GIVEN REQUEST.
Rewrite the lines from the first one through the line that contains "point(43, 111)", with "marker" changed to "dot" and everything else left as it is. Leave the pictures out of your answer.

GIVEN DATA.
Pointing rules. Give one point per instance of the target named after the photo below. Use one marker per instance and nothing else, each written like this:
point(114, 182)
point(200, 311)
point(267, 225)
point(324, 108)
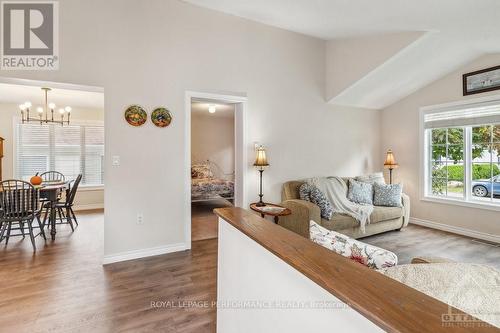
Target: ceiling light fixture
point(43, 111)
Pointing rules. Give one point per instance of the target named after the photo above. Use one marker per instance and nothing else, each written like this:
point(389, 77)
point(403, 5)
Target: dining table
point(50, 191)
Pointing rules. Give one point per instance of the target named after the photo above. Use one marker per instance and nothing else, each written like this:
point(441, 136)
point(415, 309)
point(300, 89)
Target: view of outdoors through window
point(448, 172)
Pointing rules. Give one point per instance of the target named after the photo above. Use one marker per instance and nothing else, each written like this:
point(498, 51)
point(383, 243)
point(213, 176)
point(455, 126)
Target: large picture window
point(462, 153)
point(71, 150)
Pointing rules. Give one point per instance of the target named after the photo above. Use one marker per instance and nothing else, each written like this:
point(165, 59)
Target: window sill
point(84, 188)
point(470, 204)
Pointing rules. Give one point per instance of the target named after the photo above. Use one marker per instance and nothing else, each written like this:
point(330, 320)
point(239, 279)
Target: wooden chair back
point(72, 192)
point(19, 200)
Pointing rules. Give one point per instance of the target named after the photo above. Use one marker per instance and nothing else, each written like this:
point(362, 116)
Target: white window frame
point(82, 187)
point(424, 157)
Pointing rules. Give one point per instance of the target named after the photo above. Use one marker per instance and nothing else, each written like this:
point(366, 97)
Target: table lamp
point(390, 163)
point(261, 163)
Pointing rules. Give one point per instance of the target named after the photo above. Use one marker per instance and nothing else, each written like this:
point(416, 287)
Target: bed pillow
point(311, 193)
point(359, 192)
point(387, 194)
point(377, 177)
point(201, 171)
point(366, 254)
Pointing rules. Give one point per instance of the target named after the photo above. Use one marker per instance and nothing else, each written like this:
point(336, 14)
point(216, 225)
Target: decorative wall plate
point(135, 115)
point(161, 117)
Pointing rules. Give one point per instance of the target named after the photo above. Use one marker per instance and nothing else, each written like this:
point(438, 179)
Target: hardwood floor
point(203, 220)
point(65, 288)
point(416, 241)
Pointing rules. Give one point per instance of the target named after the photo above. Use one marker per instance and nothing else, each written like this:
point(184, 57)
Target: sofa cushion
point(387, 194)
point(381, 213)
point(377, 177)
point(313, 194)
point(366, 254)
point(359, 192)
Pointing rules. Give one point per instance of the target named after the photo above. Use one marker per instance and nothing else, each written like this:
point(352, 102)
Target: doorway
point(215, 160)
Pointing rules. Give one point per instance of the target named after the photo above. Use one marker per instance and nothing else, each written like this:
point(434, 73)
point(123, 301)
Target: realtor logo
point(30, 35)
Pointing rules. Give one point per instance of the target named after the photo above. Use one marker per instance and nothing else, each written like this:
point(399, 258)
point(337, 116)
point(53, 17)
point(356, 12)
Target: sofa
point(381, 220)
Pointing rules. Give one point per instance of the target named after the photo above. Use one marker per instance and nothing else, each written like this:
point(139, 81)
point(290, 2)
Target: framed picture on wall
point(481, 81)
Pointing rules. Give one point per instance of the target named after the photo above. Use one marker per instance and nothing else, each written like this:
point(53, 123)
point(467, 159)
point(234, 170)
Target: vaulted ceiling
point(413, 42)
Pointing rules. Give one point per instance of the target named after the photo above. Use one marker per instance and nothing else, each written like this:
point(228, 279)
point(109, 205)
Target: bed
point(208, 183)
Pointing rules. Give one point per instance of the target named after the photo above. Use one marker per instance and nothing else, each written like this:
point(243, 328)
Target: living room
point(329, 88)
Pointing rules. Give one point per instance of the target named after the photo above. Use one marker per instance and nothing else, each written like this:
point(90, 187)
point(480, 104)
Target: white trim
point(90, 188)
point(143, 253)
point(424, 163)
point(456, 230)
point(241, 165)
point(463, 203)
point(88, 207)
point(453, 105)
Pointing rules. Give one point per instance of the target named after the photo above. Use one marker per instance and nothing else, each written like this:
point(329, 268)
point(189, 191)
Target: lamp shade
point(261, 159)
point(390, 161)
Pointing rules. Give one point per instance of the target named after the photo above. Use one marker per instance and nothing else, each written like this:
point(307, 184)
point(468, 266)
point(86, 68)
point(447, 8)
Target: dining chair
point(19, 203)
point(50, 176)
point(65, 208)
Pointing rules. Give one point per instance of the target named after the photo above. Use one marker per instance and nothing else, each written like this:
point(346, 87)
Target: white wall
point(212, 138)
point(86, 198)
point(400, 131)
point(253, 293)
point(150, 53)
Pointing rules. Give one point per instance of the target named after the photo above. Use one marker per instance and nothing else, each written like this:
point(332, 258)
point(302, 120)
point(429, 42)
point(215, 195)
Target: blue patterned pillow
point(304, 191)
point(387, 194)
point(313, 194)
point(360, 192)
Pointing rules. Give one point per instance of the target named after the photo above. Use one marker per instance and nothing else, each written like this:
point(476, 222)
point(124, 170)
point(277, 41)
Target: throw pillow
point(368, 255)
point(377, 177)
point(313, 194)
point(387, 194)
point(360, 192)
point(304, 191)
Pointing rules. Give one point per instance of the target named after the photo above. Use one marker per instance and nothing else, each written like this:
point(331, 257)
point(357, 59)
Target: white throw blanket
point(335, 190)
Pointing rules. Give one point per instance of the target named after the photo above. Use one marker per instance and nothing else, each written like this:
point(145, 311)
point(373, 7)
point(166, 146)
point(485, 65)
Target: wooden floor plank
point(65, 288)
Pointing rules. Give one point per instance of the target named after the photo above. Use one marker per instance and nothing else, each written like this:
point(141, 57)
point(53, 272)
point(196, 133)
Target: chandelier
point(43, 112)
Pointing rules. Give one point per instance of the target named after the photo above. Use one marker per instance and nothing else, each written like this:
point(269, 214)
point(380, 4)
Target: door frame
point(240, 151)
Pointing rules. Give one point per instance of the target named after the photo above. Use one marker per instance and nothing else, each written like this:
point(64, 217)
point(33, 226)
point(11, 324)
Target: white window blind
point(473, 114)
point(71, 150)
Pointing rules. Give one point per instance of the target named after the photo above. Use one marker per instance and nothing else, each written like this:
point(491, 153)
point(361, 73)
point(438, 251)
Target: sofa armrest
point(302, 213)
point(405, 200)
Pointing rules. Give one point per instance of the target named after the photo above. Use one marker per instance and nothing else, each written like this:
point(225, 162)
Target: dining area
point(35, 208)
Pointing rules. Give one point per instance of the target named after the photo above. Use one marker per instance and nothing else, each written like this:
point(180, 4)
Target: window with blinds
point(462, 152)
point(71, 150)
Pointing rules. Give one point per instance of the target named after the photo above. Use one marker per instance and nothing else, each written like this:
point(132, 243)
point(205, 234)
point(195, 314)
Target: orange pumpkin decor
point(36, 180)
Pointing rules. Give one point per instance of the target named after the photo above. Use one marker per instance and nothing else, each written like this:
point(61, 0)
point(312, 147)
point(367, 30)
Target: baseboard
point(88, 207)
point(137, 254)
point(456, 230)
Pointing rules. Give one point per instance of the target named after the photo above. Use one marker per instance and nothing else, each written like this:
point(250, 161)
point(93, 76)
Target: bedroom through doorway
point(213, 163)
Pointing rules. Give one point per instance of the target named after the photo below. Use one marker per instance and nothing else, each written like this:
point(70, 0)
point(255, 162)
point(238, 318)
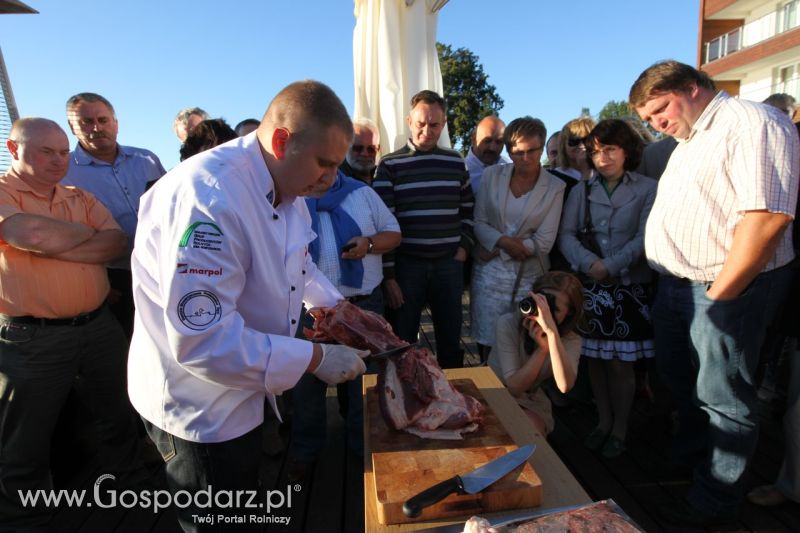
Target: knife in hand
point(394, 351)
point(470, 483)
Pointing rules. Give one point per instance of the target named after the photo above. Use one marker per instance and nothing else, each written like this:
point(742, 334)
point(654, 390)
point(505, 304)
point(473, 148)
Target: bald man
point(54, 244)
point(487, 144)
point(220, 272)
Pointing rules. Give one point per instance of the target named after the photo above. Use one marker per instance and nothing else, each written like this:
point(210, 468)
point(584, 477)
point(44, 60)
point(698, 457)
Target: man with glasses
point(362, 158)
point(718, 236)
point(487, 144)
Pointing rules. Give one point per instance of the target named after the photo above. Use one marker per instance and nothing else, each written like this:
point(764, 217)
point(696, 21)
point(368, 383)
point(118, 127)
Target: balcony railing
point(754, 32)
point(791, 87)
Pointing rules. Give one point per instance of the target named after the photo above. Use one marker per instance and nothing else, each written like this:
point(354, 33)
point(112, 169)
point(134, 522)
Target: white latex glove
point(476, 524)
point(340, 363)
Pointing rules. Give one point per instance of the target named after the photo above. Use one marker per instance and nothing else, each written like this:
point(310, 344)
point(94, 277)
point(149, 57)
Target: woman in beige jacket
point(517, 212)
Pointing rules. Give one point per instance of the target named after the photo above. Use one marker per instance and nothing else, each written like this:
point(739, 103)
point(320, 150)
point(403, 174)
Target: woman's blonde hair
point(579, 127)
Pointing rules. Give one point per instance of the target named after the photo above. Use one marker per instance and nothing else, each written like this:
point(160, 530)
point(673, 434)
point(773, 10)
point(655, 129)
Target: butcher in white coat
point(220, 271)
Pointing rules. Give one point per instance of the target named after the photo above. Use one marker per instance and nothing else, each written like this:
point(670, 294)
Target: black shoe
point(299, 471)
point(682, 513)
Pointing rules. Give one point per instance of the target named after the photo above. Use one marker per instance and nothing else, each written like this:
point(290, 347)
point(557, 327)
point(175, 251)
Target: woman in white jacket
point(516, 224)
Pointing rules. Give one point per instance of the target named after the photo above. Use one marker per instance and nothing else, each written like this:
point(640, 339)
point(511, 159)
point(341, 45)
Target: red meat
point(413, 391)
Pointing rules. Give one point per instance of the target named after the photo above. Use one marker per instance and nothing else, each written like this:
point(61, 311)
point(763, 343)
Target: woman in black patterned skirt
point(602, 237)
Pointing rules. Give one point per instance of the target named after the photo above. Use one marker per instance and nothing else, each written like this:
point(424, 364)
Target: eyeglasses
point(574, 141)
point(608, 151)
point(371, 149)
point(522, 153)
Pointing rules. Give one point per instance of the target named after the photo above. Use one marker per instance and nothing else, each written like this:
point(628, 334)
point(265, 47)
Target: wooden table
point(560, 488)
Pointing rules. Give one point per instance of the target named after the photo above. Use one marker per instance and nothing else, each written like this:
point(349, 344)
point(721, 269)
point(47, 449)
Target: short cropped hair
point(207, 134)
point(523, 127)
point(182, 118)
point(578, 127)
point(89, 97)
point(664, 77)
point(616, 132)
point(246, 122)
point(26, 127)
point(305, 108)
point(430, 98)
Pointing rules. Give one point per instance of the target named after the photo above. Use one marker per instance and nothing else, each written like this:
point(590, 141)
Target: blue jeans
point(309, 417)
point(224, 466)
point(707, 352)
point(39, 364)
point(440, 283)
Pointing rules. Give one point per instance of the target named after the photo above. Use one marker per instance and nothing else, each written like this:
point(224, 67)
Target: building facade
point(751, 48)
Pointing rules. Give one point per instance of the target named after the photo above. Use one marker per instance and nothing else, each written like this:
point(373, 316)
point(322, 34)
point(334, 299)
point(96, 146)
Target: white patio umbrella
point(394, 57)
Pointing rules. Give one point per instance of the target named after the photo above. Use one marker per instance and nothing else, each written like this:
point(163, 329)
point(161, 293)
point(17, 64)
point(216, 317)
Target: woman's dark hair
point(619, 133)
point(572, 288)
point(208, 134)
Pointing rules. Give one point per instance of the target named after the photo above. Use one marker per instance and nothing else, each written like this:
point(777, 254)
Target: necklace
point(521, 186)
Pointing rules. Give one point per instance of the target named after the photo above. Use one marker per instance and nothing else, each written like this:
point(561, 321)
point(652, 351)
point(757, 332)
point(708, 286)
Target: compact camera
point(528, 307)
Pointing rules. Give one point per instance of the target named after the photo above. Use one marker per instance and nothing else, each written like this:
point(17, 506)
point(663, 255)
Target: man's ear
point(13, 147)
point(280, 140)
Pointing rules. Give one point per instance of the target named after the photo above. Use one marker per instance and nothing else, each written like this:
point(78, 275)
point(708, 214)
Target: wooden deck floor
point(639, 481)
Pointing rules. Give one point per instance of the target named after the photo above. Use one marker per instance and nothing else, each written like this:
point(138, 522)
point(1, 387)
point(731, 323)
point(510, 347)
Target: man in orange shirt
point(54, 243)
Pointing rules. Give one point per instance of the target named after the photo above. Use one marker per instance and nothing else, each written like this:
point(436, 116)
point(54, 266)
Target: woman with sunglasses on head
point(516, 225)
point(533, 348)
point(571, 165)
point(602, 237)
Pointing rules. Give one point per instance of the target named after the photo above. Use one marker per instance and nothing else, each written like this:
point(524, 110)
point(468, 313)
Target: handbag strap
point(588, 227)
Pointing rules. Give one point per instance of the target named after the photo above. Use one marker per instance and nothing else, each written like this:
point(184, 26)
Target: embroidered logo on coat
point(184, 268)
point(197, 310)
point(202, 236)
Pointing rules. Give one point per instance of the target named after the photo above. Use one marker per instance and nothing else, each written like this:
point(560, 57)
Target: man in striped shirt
point(718, 235)
point(428, 190)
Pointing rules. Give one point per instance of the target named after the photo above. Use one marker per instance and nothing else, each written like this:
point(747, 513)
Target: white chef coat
point(219, 278)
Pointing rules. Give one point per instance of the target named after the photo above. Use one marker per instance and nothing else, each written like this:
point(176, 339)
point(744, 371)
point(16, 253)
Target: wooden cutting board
point(404, 465)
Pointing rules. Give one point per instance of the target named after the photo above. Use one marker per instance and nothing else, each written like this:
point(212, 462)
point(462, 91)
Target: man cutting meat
point(220, 272)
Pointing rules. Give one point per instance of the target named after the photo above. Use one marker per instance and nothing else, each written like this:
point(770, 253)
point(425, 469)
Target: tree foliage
point(468, 94)
point(619, 109)
point(614, 109)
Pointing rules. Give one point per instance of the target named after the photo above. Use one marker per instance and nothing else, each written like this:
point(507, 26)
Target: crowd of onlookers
point(623, 275)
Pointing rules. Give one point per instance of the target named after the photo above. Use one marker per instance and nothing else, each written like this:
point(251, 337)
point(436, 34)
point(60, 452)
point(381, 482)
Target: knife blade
point(394, 351)
point(470, 483)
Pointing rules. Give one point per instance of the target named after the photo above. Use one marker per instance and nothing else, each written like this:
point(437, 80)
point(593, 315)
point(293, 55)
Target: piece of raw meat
point(355, 327)
point(596, 518)
point(413, 392)
point(415, 395)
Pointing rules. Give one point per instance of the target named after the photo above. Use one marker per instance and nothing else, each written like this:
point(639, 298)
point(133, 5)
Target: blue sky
point(152, 58)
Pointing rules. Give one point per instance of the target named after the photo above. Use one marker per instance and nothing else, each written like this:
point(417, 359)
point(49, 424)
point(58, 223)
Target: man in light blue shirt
point(117, 175)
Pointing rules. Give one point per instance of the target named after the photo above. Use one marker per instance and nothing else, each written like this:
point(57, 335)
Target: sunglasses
point(369, 148)
point(574, 141)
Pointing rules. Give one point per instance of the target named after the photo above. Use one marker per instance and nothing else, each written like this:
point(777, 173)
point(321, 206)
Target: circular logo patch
point(199, 309)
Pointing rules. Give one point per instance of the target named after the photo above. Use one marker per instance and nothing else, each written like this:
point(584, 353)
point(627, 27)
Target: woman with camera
point(538, 342)
point(602, 238)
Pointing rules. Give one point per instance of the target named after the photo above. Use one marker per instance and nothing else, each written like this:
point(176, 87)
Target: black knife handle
point(414, 506)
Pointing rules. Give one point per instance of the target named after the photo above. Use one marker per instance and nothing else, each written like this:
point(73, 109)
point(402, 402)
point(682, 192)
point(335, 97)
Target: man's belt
point(78, 320)
point(358, 298)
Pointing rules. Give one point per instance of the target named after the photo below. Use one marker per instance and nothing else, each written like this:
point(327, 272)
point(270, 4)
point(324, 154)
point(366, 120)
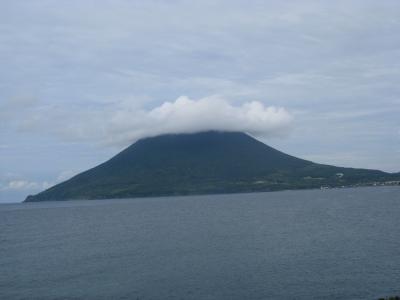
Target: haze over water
point(329, 244)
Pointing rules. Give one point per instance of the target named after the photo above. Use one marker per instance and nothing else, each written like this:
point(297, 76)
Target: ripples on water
point(330, 244)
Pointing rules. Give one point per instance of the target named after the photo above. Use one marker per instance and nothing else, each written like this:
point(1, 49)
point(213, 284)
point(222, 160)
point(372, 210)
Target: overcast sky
point(80, 80)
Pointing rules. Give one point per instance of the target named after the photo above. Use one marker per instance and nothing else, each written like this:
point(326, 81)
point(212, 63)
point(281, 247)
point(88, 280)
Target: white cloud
point(123, 123)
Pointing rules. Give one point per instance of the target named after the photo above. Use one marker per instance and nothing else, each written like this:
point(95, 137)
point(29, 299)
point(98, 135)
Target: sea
point(311, 244)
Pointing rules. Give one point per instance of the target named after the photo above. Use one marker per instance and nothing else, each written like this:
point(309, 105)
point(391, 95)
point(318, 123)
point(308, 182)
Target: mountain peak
point(201, 163)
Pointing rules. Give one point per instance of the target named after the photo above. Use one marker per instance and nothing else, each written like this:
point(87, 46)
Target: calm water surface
point(330, 244)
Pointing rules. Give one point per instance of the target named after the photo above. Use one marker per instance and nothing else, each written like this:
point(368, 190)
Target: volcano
point(203, 163)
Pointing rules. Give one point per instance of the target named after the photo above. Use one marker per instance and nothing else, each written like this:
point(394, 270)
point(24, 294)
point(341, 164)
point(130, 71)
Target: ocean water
point(329, 244)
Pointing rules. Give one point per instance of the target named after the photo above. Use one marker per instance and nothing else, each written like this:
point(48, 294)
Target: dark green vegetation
point(204, 163)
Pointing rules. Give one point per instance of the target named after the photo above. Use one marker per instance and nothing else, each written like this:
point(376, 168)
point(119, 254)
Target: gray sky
point(80, 80)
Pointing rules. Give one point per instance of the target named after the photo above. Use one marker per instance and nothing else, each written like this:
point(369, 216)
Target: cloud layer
point(123, 123)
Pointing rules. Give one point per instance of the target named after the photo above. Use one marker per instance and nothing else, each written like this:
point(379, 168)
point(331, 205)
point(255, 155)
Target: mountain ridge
point(203, 163)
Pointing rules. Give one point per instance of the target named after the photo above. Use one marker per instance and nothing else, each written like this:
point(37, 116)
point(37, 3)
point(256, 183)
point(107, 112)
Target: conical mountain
point(202, 163)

WRITTEN ANSWER.
Pointing rules. Give one point per instance of the target named after the photo below. Use one dot per instance and nothing else, each written like this:
point(114, 182)
point(200, 311)
point(267, 225)
point(324, 108)
Target: ceiling light fixture
point(43, 111)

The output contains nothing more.